STUDY TEXT:
Patients with Subacromial Impingement Syndrome Exhibit Altered Shoulder Rotator Muscles Eccentric and Concentric Peak Torque
Background: Current conservative management of subacromial impingement syndrome (SIS) involves generic strengthening exercises, especially for internal (IR) and external (ER) shoulder rotators. So far, no study has directly investigated the difference in muscle strength between patients with SIS and normal subjects. Accordingly, the purpose of the current study was to compare the shoulder rotator muscles eccentric and concentric peak torque in patients with SIS and normal subjects.
Methods: This study was a cross sectional research. Twenty-four patients with SIS (23.33±2.47 Years) and 24 normal subjects (22.83±2.15 Years), matched for hand dominance and physical activity level, completed isokinetic shoulder IR and ER testing. Within the SIS group, 18 patients had the symptoms in their dominant and 6 patients in their non-dominant side. The IR and ER strengths of both sides were measured separately using continuous reciprocal concentric and eccentric contraction cycles at speeds of 60 and 120 degrees per second, respectively. The values of peak torque were compared using independent t-tests between the SIS and normal groups.
Results: Significantly lower concentric ER peak torque at 120 º/second (p = 0.016), eccentric ER peak torque at 60 º/second (p = 0.022), eccentric ER peak torque at 120 º/second (p = 0.043), and eccentric IR peak torque at 60 º/second (p = 0.036) and 120 º/second (p = 0.040) were identified in the symptomatic SIS group dominant shoulder compared to the control group dominant shoulder.
Conclusion: Changes in eccentric and concentric peak torque in SIS group may be related to the limb dominancy, which may have clinical implications for strengthening regimes. Therefore, clinicians’ and therapeutic exercise expertise may benefit from eccentric isokinetic exercises for shoulder IR and ER rotators in order to design a treatment plan for patients with SIS.

SOURCE INFORMATION:
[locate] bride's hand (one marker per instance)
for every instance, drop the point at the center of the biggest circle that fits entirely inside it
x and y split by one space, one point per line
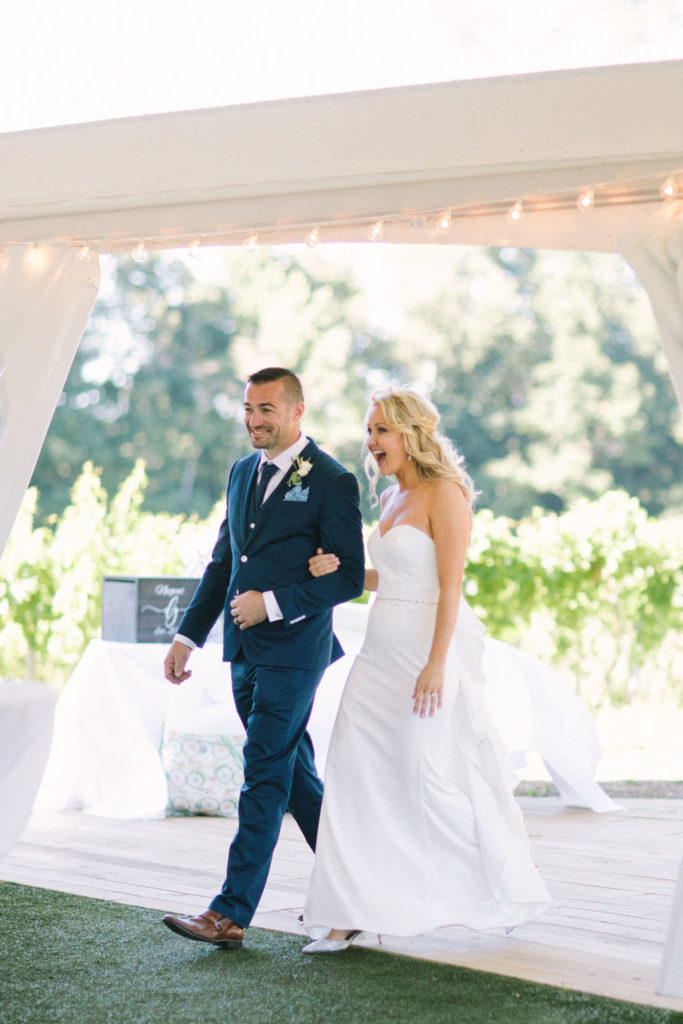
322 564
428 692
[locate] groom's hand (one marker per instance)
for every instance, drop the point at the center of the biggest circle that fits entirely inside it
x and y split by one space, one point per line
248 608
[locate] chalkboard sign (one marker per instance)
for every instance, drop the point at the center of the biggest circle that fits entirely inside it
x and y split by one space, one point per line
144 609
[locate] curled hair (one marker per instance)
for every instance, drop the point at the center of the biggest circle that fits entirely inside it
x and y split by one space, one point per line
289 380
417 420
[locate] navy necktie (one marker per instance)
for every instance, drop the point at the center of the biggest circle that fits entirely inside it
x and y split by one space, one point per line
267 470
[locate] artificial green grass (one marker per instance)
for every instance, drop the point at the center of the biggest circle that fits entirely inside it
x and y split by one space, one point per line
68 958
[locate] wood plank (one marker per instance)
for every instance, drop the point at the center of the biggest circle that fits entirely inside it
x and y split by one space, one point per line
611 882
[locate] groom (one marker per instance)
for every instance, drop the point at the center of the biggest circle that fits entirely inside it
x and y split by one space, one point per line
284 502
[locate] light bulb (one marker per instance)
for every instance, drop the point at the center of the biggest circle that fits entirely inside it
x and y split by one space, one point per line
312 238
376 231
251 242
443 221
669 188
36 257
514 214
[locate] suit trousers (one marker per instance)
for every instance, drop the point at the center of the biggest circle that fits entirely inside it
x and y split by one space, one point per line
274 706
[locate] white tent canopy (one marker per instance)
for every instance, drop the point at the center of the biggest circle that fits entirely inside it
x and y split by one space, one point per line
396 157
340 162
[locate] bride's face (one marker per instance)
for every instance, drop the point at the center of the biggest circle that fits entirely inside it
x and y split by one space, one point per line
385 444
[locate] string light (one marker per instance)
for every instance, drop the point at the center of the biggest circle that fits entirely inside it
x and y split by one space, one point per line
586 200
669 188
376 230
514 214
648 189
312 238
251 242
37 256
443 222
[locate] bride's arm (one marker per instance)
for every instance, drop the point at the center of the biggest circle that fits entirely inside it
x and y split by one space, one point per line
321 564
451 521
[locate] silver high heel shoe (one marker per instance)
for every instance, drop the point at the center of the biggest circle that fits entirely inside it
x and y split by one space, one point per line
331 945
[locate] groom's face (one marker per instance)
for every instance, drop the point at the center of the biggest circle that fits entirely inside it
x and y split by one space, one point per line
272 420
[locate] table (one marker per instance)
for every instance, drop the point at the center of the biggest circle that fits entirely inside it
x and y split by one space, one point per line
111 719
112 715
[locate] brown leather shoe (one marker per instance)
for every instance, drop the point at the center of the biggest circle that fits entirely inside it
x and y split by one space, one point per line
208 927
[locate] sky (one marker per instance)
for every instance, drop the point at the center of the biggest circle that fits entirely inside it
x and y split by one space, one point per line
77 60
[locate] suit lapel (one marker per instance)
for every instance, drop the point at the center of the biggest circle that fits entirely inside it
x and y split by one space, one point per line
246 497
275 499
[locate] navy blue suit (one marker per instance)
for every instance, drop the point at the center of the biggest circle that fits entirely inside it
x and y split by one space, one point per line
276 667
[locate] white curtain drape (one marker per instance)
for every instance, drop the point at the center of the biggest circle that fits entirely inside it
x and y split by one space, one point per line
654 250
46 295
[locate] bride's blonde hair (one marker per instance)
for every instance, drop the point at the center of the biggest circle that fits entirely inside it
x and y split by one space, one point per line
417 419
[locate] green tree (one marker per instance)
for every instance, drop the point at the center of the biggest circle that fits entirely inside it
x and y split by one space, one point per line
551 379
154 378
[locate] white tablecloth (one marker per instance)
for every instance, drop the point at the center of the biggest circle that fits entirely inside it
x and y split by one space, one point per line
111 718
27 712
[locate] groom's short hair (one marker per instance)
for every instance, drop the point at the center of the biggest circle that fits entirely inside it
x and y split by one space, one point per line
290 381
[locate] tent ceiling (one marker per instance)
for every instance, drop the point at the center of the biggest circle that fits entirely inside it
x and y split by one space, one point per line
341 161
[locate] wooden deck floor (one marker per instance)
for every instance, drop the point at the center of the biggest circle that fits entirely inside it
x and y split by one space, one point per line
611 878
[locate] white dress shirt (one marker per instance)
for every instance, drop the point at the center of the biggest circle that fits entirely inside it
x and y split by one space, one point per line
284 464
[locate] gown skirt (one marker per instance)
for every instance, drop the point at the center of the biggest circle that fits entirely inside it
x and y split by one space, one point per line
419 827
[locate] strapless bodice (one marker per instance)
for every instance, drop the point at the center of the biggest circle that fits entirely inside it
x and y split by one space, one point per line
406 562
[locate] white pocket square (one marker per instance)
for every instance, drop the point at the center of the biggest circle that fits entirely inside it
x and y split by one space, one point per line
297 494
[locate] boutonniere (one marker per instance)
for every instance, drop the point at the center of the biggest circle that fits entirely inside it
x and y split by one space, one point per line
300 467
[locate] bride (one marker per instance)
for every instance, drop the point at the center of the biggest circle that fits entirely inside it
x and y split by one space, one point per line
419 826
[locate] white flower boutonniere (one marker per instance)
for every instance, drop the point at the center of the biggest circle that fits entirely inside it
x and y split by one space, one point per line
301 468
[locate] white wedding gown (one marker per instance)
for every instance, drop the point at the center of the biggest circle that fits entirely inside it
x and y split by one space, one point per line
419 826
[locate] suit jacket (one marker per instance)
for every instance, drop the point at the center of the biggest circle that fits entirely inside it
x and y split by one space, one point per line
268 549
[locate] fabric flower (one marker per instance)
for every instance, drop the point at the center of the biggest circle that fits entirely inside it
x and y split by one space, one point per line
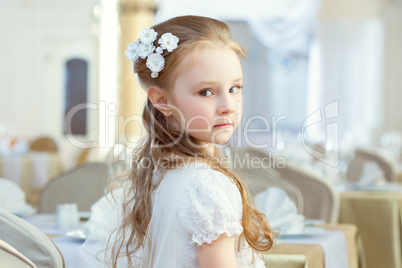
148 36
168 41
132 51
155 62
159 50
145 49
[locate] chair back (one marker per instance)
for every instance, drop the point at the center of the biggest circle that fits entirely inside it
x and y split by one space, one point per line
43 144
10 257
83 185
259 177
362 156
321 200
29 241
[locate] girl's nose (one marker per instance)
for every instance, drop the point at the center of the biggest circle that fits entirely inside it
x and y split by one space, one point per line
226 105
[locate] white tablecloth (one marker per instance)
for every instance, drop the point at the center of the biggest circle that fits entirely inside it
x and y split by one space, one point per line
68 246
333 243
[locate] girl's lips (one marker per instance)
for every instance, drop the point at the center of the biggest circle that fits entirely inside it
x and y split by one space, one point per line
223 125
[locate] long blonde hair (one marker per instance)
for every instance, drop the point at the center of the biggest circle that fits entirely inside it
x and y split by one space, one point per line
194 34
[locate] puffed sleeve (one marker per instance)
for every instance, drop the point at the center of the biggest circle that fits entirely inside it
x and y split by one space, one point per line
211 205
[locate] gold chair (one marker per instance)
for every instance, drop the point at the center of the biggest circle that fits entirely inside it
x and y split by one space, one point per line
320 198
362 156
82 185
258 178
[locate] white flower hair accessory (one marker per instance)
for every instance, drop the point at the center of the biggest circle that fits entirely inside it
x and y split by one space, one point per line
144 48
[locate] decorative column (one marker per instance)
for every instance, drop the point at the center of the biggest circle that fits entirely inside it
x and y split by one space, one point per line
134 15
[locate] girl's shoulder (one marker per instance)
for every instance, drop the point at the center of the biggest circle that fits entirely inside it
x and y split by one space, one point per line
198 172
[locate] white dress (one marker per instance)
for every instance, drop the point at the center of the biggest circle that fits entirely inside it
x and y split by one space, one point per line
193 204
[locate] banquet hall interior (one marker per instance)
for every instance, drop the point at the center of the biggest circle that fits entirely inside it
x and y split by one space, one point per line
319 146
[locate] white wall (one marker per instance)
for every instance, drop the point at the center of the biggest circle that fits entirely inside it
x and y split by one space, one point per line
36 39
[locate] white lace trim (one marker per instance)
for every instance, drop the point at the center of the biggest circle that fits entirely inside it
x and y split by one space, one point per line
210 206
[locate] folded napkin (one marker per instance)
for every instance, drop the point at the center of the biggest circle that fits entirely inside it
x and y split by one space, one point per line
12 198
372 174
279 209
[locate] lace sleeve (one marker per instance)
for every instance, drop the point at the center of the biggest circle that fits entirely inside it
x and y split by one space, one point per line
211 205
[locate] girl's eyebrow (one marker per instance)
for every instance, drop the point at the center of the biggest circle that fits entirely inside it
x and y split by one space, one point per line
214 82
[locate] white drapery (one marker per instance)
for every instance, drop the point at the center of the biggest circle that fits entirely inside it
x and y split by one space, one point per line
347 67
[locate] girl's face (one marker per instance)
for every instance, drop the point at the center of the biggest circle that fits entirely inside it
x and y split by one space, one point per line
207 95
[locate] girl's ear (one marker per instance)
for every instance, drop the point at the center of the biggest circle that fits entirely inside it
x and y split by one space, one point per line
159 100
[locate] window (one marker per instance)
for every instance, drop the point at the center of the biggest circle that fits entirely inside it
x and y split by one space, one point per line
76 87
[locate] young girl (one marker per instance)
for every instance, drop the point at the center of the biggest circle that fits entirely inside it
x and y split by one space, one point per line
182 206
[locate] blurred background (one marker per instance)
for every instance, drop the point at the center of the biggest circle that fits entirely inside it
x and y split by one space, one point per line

TASK DESCRIPTION: In the shoulder study text, how many of the patients with SIS had symptoms on their non-dominant side?

EXERCISE RESULT: Six patients.